## WHAT TO DO
Identify each line of the items below that contains the word "coastline" and copy those lines. Matching is case-sensitive.

Rows from a segmentation dataset
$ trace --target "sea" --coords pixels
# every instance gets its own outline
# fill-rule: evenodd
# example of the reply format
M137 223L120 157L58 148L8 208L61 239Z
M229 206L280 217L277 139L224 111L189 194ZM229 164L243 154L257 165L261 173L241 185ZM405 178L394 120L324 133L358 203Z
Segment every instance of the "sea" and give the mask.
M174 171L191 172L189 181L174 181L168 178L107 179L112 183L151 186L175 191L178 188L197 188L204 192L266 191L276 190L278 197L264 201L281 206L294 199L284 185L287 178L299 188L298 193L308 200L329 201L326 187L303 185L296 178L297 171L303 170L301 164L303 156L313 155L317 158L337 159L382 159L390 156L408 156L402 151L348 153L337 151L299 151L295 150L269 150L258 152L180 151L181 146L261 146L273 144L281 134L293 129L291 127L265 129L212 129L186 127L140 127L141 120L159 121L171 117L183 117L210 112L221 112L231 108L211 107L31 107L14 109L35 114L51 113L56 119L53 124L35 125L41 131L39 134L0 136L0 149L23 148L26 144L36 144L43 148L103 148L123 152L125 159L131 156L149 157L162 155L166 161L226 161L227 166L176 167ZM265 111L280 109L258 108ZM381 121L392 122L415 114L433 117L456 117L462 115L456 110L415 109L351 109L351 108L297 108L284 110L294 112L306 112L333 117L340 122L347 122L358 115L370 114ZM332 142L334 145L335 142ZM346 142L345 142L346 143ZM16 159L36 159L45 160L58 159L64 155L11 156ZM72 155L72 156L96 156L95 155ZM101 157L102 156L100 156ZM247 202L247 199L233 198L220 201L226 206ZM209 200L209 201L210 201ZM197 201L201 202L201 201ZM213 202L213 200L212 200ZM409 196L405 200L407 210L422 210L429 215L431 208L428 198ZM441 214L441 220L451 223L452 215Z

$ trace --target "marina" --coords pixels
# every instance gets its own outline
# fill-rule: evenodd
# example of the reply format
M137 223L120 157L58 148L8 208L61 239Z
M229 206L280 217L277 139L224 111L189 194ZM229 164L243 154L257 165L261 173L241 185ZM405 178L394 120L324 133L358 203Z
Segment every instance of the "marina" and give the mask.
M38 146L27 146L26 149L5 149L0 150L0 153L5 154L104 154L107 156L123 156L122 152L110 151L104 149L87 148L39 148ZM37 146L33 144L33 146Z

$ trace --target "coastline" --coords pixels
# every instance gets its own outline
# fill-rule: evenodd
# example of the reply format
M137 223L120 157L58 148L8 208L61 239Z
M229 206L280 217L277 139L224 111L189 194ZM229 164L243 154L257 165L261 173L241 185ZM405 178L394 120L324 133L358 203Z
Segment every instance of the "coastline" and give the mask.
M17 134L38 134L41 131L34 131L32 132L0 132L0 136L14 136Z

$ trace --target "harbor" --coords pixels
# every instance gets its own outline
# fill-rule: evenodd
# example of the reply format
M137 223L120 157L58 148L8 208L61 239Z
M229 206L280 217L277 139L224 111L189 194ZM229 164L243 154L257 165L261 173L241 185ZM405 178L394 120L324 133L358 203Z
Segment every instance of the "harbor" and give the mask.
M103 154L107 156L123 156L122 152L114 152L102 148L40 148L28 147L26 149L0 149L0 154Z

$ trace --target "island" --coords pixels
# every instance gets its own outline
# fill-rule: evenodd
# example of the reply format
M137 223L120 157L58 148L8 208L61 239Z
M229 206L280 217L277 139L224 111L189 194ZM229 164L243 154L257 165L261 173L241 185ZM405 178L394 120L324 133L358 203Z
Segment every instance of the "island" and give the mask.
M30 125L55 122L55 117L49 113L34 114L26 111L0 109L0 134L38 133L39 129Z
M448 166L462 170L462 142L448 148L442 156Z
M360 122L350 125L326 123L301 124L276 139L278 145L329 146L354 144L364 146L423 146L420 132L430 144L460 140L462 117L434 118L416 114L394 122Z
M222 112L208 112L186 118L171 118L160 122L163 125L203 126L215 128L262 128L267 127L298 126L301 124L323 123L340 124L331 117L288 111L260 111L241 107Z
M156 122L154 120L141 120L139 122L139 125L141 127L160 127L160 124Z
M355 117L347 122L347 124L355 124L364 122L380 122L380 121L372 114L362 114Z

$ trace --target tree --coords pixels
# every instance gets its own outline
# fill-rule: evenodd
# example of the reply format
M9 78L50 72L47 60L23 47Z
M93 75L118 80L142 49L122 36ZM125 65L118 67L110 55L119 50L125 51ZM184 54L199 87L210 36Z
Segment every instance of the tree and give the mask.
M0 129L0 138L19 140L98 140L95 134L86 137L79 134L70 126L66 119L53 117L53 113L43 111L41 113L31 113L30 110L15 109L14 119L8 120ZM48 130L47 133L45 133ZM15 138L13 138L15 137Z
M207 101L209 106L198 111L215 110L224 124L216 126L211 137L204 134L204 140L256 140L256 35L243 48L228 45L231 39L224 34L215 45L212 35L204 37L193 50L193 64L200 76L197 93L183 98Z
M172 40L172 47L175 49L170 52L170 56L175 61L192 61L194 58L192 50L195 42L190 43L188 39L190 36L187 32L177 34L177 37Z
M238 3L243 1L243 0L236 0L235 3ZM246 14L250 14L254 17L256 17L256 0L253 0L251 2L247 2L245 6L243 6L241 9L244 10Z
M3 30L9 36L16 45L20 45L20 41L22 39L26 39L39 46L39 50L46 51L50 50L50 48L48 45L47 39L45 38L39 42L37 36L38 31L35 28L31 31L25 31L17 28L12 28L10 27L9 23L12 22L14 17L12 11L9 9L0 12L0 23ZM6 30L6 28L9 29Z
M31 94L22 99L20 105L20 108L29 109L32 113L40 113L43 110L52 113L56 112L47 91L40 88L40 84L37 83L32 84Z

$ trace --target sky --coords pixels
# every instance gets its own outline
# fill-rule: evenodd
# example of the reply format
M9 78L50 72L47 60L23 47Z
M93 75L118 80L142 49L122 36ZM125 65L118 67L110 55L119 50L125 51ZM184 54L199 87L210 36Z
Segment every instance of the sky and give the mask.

## SOLUTION FOR THIS TASK
$ trace --target "coastline" --coords pixels
Segment every instance of the "coastline" and give the mask.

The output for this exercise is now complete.